Exercice écrit 1:
Recopiez fidèlement le passage du texte sur l'économie qui commence par les mots contenant "Quel chef d’État" et se termine par "résorbé de lui-même.".
Exercice écrit 2:
Reprenez le texte sur l'économie là où il s'arrête et poursuivez-le.

Texte fourni:
————————

Il faut dire que l’économie a considérablement changé depuis le temps où les Grecs nous l’avaient donnée. Dans les anciennes cités libres de Grèce, l’économie, comme son étymologie (oïkonomia) l’indique, faisait référence à la loi (nomos) garantissant la bonne gestion du foyer (oïkos). Et de fait, il n’y a pas très longtemps de cela, un président audacieux, Franklin D. Roosevelt, pouvait encore, par simple décision souveraine de sa part, lancer avec son New Deal une politique ambitieuse de réformes financières et de grands travaux publics et réussir à ranimer ainsi l’économie moribonde de son pays (de son foyer, pourrait-on dire) et la sortir de la catatonie dans laquelle le crash de 1929 l’avait plongée.

Quel chef d’État ou de gouvernement pourrait se targuer de pouvoir en faire de même aujourd’hui ? Aucun, assurément. Comme l’attestent la peur panique qui maintenant les saisit, et cette manière étrange qu’ils ont désormais de courir dans tous les sens, d’un sommet à un autre, et d’un forum à l’autre, tels des poulets qu’on viendrait d’étêter, la crise économique et financière qui nous frappe leur échappe, et rien de ce qu’ils ont entrepris jusque-là, rien de ce qu’ils pourraient encore entreprendre, ne saurait y remédier ou y changer quoi que ce soit avant que l’abcès n’ait crevé et ne se soit résorbé de lui-même.

Or, s’il en est ainsi, si la crise économique et financière extrêmement sévère qui sévit depuis plus de quatre ans déjà leur échappe, quoi qu’ils en disent, complètement, c’est bien parce qu’ayant, dans un premier temps, débordé le cadre originel du foyer, l’économie sera depuis sortie des limites, devenues trop étroites pour elle, des États et, rasant sur son passage barrières douanières et remparts protectionnistes, balayant aussi les frontières séparant les pays, elle se sera triomphalement étendue au monde entier.

————————

Informations fournies:
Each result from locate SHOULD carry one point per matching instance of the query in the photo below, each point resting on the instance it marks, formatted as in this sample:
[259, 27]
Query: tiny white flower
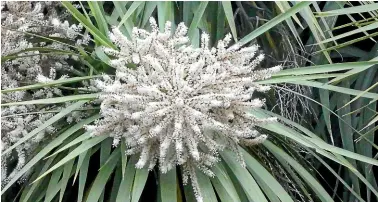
[181, 105]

————————

Résultat attendu 1:
Quel chef d’État ou de gouvernement pourrait se targuer de pouvoir en faire de même aujourd’hui ? Aucun, assurément. Comme l’attestent la peur panique qui maintenant les saisit, et cette manière étrange qu’ils ont désormais de courir dans tous les sens, d’un sommet à un autre, et d’un forum à l’autre, tels des poulets qu’on viendrait d’étêter, la crise économique et financière qui nous frappe leur échappe, et rien de ce qu’ils ont entrepris jusque-là, rien de ce qu’ils pourraient encore entreprendre, ne saurait y remédier ou y changer quoi que ce soit avant que l’abcès n’ait crevé et ne se soit résorbé de lui-même.

Résultat attendu 2:
En outre, consommer étant désormais l’acte social par excellence et le citoyen d’hier, devenu simple consommateur, évoluant à présent dans une société de consommation aux dimensions planétaires, l’économie, en se confondant comme elle le fait aujourd’hui avec les seuls impératifs de la compétitivité et de la profitabilité à tout prix, aura cessé d’être, comme les Grecs anciens l’avaient entendu, la bonne gestion du foyer, pour devenir un véritable organisme vivant proliférant hors de tout contrôle et n’obéissant plus qu’aux seules lois du marché qui, comme chacun le sait, est sans foi ni loi lui.

Au foyer (oïkos) entendu comme la cellule de base de l’être humain ayant donc fini par se substituer un marché mondial dans lequel l’être humain est totalement submergé, et ce marché-là faisant désormais ses propres lois qui n’ont plus rien à voir avec les lois humaines (nomos), que reste-t-il encore, pourrait-on se demander, de l’économie ? En réalité il n’en reste rien, et l’économie (oïkonomia) sera de fait devenue une véritable écanomie (oïkoanomia), rétive, comme le préfixe a l’indique, à toute loi, et semant le désordre et l’anarchie dans nos foyers.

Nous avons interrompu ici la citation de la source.